SHORT TASK:
Copy out the lines below word for word, from the line with "mark the brick" up to and including the line with "Target: brick chimney".

MATERIAL SHOWN:

===

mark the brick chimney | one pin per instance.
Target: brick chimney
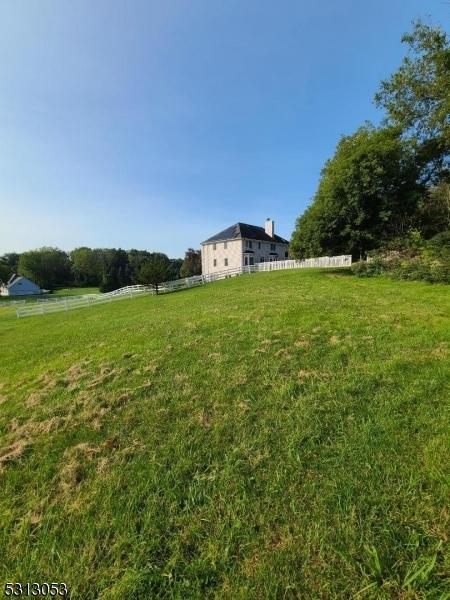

===

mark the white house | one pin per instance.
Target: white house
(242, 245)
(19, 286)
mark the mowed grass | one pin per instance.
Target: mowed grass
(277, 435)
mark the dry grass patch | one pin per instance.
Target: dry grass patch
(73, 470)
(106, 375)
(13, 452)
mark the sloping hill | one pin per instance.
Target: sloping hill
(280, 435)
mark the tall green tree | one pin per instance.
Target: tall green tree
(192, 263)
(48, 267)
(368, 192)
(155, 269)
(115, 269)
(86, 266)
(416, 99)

===

TASK RESPONSE:
mark the brick chimney | one pin per instance.
Target: brick chimney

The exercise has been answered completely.